Your task is to restate word for word the lines of the listing below that start at the one containing "Indicate the light bulb" and run to the end; please add nothing.
-- Data provided follows --
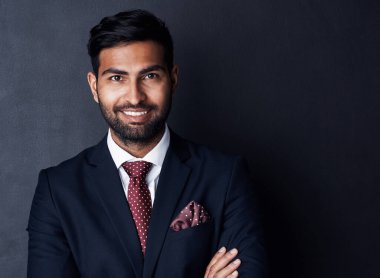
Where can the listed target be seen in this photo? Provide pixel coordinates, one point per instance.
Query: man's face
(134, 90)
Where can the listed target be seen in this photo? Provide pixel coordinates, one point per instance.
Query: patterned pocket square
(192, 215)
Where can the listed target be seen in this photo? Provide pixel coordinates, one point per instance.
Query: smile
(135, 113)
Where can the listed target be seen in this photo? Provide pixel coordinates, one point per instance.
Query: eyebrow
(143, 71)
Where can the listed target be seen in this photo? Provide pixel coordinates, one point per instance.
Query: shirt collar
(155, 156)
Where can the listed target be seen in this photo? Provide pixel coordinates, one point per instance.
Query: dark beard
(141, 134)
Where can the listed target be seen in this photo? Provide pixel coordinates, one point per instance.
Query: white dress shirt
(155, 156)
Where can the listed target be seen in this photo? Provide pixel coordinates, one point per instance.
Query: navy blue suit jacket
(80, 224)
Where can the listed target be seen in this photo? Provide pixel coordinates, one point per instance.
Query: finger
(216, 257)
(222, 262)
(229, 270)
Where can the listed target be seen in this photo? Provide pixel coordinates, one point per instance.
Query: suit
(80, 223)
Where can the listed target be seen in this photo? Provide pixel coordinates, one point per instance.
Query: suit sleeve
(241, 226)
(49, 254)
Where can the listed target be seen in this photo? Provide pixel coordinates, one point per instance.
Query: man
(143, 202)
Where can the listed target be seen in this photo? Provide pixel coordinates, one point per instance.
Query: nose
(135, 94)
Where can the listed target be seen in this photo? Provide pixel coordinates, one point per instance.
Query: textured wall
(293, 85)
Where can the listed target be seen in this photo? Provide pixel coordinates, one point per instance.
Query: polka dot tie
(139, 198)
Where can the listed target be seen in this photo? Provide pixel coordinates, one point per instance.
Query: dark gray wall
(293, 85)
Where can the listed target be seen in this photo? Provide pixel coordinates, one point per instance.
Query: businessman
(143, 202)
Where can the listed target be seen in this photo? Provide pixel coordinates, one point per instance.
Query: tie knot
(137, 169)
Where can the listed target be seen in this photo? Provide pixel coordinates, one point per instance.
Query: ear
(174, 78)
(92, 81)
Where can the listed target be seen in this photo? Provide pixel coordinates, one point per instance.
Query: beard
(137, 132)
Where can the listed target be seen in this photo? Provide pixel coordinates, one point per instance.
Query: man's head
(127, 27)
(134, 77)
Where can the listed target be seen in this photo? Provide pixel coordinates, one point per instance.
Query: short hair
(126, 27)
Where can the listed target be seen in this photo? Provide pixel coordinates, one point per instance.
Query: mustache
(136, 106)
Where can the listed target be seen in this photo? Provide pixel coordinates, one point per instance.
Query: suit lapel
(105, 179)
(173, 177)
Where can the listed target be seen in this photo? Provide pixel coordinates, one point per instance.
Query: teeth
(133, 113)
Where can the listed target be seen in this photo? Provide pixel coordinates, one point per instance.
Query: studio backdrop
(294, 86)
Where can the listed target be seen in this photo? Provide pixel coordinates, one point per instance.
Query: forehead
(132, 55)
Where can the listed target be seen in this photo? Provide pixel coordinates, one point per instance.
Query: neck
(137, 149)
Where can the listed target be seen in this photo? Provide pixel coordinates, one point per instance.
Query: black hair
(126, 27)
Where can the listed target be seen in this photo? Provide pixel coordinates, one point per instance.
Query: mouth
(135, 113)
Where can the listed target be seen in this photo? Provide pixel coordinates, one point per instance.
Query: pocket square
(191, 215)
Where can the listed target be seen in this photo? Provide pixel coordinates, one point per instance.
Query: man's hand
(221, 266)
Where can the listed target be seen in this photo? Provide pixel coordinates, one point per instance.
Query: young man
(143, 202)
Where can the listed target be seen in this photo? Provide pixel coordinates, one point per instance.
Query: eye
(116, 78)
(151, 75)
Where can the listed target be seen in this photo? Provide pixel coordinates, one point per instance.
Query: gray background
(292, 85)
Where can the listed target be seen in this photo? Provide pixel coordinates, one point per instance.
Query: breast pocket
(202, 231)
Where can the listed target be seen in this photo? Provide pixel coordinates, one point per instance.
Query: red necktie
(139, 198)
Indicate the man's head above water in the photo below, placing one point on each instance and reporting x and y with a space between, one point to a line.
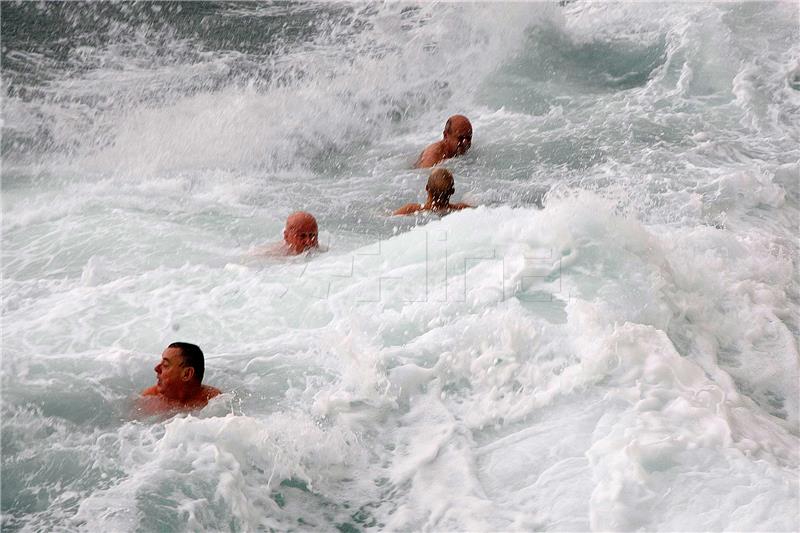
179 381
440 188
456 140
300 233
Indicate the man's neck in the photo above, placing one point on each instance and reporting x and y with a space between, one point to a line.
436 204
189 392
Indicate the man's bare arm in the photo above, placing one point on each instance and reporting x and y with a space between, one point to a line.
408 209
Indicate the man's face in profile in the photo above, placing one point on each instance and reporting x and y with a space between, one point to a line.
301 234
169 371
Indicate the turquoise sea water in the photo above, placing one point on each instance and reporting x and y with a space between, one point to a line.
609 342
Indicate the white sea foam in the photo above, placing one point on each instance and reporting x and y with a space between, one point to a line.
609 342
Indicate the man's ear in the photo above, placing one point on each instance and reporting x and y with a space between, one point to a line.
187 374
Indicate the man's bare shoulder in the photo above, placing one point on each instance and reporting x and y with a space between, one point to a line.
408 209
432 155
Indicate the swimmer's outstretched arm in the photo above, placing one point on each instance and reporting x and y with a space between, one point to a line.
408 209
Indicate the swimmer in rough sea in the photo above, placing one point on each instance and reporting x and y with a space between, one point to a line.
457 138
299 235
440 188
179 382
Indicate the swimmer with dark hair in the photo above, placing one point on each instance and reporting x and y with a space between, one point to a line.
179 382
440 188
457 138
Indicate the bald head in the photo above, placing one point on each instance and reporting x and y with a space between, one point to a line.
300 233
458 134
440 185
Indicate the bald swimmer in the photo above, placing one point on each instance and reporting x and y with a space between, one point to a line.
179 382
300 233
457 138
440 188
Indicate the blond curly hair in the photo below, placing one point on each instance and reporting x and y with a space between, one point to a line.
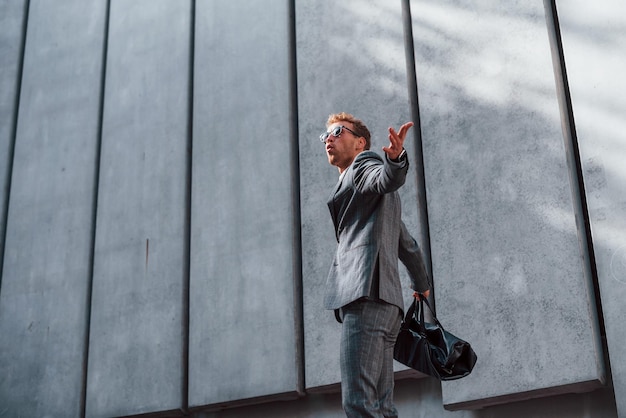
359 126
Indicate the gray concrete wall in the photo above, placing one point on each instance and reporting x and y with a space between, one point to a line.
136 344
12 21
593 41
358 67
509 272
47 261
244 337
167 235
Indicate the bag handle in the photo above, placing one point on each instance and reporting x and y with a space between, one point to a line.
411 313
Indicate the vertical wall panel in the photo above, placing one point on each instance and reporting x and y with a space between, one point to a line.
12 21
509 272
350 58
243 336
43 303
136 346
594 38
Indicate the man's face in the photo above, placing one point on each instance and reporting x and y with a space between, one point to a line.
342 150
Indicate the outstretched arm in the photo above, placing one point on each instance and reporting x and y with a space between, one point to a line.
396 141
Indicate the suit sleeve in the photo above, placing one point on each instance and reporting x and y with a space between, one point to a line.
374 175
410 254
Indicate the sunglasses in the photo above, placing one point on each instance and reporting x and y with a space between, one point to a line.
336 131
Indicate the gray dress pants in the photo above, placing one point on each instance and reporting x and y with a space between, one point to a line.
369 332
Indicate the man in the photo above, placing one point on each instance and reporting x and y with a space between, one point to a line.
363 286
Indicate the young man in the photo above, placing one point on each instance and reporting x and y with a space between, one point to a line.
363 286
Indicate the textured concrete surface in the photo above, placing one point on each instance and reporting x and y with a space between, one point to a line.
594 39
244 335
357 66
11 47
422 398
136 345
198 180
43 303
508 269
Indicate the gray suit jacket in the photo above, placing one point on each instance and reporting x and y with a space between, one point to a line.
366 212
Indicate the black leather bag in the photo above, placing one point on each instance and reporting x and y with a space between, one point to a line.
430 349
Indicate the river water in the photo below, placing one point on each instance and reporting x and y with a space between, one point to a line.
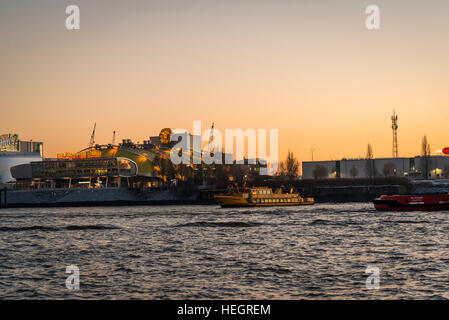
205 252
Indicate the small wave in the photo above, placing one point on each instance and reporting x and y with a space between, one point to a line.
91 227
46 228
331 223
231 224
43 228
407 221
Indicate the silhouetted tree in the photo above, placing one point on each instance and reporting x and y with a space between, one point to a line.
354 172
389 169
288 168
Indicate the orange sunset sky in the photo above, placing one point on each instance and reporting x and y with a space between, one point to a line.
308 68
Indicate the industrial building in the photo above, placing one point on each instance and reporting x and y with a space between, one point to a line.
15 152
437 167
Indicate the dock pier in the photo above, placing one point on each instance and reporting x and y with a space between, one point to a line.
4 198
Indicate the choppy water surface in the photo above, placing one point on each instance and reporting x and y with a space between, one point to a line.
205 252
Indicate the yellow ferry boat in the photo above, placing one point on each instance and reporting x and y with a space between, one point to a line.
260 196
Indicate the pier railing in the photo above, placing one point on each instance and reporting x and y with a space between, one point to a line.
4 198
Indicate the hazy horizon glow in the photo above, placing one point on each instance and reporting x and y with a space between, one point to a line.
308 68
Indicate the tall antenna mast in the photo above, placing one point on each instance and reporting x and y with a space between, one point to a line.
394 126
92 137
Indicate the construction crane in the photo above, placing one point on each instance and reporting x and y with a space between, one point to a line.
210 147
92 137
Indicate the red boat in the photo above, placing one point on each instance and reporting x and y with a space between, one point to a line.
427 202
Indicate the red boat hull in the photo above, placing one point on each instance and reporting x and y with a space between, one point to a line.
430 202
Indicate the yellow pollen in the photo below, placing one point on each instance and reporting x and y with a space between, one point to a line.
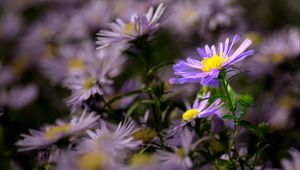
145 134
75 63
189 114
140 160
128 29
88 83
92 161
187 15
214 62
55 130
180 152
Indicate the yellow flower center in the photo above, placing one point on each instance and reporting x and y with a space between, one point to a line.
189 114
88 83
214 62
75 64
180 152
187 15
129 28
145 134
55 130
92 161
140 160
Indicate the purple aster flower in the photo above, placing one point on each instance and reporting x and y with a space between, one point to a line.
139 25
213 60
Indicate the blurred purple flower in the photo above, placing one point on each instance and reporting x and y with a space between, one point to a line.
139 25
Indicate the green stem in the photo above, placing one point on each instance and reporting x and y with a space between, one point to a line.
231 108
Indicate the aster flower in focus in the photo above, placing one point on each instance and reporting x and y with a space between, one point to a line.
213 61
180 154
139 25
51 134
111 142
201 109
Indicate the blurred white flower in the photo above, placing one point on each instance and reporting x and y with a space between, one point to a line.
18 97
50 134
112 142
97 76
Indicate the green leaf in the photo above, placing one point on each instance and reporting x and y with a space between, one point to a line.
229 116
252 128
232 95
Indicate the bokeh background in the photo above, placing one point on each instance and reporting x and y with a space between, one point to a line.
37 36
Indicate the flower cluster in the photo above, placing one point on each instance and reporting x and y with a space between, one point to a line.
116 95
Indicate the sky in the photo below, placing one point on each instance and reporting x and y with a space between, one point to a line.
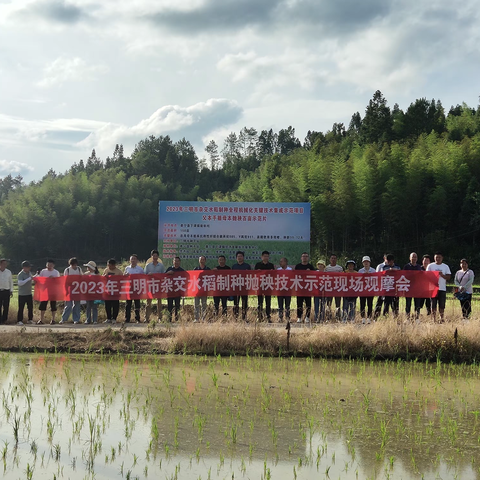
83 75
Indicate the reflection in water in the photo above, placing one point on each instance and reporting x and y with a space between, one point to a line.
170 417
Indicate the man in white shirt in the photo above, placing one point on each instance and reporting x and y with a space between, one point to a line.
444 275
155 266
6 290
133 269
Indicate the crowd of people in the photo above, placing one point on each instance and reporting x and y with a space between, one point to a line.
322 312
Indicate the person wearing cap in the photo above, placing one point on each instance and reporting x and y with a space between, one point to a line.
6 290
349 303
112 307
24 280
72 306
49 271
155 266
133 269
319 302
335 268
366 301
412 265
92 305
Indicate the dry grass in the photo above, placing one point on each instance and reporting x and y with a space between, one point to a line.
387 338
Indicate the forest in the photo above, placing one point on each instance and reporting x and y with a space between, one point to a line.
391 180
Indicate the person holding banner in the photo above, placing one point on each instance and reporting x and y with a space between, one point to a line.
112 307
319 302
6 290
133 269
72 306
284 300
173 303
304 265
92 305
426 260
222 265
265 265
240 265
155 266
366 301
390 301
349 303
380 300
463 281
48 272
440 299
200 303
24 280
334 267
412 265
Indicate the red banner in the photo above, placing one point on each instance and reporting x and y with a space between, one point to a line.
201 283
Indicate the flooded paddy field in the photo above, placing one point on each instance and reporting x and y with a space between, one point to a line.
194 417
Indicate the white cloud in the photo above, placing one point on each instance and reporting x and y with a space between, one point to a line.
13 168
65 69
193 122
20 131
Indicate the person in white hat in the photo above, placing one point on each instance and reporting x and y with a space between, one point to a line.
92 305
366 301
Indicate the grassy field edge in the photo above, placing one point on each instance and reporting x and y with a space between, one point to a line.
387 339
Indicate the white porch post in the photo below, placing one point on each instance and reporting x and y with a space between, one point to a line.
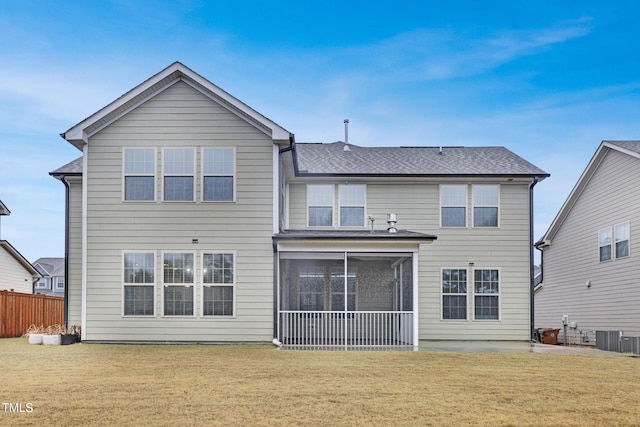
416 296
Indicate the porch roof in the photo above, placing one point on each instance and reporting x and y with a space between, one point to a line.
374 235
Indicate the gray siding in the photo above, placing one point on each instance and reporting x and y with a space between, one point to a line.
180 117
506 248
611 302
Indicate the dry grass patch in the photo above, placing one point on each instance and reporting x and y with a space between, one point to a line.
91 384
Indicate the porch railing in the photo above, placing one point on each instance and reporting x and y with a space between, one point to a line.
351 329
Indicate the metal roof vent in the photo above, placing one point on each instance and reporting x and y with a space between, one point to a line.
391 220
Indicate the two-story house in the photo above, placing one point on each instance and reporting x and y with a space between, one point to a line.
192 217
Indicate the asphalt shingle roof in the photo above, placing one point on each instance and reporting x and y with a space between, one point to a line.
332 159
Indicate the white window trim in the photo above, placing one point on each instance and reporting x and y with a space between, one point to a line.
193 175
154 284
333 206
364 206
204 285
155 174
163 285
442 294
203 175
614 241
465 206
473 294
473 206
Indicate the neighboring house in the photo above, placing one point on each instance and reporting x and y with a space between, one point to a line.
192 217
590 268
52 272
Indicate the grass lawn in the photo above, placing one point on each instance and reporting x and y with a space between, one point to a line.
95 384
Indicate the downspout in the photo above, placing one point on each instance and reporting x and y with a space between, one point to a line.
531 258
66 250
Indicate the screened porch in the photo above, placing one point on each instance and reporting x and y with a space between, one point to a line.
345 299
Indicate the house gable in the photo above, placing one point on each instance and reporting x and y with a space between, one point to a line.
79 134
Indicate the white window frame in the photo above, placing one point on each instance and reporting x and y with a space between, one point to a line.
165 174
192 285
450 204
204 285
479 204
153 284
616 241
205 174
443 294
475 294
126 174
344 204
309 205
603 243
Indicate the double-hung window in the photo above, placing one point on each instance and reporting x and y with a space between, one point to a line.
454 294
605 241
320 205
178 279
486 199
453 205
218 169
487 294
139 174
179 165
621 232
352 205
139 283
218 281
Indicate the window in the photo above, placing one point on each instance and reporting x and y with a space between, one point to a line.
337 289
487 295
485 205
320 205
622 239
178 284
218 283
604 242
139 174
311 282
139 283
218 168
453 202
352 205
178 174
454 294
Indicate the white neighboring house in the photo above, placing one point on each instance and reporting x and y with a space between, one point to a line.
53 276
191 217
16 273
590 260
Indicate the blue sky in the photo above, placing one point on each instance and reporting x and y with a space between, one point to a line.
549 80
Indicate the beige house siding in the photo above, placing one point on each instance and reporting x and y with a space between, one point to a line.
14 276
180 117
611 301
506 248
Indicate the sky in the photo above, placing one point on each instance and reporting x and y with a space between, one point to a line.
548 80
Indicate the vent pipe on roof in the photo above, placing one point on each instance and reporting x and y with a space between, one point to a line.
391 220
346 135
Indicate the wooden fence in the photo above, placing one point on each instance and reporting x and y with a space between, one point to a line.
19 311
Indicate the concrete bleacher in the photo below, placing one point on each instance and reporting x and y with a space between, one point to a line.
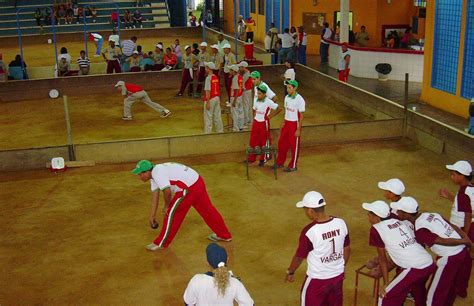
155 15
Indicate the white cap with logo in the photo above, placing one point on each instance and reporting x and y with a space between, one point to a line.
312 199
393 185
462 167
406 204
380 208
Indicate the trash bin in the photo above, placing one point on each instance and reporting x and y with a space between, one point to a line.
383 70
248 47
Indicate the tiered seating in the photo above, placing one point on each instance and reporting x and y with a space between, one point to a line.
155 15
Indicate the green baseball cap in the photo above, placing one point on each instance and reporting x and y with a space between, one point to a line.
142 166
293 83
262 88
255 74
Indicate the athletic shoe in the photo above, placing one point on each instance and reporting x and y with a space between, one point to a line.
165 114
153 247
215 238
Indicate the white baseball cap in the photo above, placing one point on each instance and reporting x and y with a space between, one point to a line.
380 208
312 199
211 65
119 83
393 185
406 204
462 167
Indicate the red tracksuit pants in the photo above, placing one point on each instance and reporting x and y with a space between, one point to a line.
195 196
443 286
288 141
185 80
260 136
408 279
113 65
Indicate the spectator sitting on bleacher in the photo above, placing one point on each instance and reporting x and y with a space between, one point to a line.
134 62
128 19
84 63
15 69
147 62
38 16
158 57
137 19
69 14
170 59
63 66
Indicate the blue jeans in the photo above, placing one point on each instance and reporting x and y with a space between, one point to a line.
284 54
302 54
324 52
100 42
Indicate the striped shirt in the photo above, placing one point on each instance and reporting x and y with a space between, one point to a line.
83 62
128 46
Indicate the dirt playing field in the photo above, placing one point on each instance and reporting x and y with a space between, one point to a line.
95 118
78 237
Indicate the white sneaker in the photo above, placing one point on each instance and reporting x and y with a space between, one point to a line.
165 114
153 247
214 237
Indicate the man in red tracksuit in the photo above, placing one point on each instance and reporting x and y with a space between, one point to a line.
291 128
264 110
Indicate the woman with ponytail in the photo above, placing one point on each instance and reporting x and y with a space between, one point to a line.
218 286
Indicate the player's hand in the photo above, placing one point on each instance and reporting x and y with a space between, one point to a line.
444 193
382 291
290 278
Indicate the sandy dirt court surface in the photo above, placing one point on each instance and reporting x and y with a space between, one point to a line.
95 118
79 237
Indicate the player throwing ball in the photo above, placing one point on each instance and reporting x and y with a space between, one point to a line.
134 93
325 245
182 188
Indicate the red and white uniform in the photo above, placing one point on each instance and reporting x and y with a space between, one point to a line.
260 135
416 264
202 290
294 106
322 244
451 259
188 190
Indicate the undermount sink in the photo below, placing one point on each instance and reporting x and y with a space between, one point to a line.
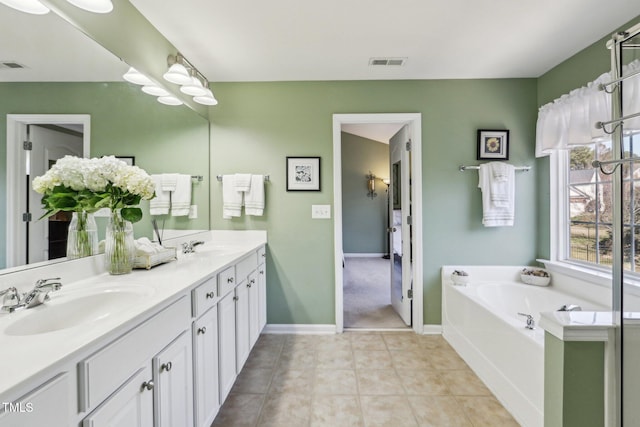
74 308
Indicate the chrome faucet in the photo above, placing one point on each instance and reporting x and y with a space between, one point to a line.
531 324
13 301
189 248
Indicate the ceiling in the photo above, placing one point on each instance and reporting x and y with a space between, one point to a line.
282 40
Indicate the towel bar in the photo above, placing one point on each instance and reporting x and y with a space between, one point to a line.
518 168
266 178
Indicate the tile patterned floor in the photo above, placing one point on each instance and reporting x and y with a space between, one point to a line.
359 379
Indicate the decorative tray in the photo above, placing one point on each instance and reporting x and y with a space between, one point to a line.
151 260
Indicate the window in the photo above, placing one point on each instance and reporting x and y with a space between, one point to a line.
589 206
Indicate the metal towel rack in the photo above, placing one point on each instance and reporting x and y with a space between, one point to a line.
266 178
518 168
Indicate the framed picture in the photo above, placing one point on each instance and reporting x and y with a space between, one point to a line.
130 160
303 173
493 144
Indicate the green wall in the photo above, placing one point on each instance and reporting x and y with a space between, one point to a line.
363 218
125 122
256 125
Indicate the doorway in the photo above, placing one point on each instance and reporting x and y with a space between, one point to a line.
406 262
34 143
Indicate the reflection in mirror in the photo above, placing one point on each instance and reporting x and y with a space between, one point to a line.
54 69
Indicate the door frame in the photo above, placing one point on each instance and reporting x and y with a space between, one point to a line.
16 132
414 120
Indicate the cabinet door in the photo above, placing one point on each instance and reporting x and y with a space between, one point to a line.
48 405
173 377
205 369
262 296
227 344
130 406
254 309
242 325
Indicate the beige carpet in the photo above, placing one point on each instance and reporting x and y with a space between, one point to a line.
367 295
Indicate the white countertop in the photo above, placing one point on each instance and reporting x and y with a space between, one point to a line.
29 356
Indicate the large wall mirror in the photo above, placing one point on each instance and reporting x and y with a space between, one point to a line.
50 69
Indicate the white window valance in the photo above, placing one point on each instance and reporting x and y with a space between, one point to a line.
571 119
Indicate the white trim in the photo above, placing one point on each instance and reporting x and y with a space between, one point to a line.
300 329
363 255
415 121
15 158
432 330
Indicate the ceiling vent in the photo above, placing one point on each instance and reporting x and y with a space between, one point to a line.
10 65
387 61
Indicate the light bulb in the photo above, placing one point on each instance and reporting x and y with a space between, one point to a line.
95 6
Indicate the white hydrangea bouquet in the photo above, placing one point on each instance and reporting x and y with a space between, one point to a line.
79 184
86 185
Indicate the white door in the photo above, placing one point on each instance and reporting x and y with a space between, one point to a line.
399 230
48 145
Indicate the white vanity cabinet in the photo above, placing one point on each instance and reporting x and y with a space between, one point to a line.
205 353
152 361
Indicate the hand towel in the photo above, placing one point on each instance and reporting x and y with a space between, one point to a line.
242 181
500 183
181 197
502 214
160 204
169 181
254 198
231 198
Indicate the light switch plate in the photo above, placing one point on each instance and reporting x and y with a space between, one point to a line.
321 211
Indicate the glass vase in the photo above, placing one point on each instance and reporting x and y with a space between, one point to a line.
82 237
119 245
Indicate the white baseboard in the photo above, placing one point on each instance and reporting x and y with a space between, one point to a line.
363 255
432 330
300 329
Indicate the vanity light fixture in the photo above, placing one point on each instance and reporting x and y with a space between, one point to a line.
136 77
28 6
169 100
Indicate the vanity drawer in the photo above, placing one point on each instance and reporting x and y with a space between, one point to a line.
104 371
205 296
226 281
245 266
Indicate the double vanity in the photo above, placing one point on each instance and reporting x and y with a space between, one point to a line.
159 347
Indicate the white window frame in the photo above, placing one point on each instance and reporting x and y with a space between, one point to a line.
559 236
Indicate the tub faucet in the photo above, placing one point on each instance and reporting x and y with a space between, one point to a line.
-- Data provided concluded --
#### Solution to this exercise:
Indicate the light bulb in the photo above, placing one point on each instance and reporting x and y with a space between, one point to a line.
95 6
Indicate the white hydrangea bouquet in the photo above, placing one point on each instance and reporting x and y with a space between, one point to a line.
79 184
86 185
Indicate the white door in the photo above, placing one point on each instance and reporting x and y with a space between, one point to a line.
399 230
48 145
Indicate the white vanity cabinet in the photo above, placing one point on each instance and reporting x and y with a space between, one point to a line.
205 353
152 361
Indicate the hand towel in the photo above, placing one point on each instance and reporting x and y with a space between, one point to a line.
242 181
500 183
181 197
502 214
160 204
169 181
254 198
231 198
Indicate the light switch plate in the photo above, placing one point on each instance and reporting x and y with a space between, one point to a line.
321 211
Indicate the glass vase in the photo above, placing one point on each instance and reporting x and y with a space between, one point to a line.
82 237
119 245
Indicate the white baseboard in the photo above, placing one point on each instance and reporting x and y with a space between, one point to a line.
363 255
432 330
300 329
Indicate the vanity light fixture in the photo above, placing one point on each instance and reporting x and y with a space between, one point to a line.
136 77
28 6
169 100
Indicate the vanity drawer in the photo above, placing one point on each instance and reporting x and y with a space between, one point to a line.
104 371
205 296
226 281
245 266
Indicate the double vanity in the photo above, placing one point on each instance and reporting x and y with a space between, one point to a line.
159 347
Indicate the white window frame in the photo above, placing one point on each instance and reporting x and y with a space between, one point to a line.
559 236
Indicate the tub faucet in the photo above, placing one point on each instance and reporting x and y with a space between, one point to a line.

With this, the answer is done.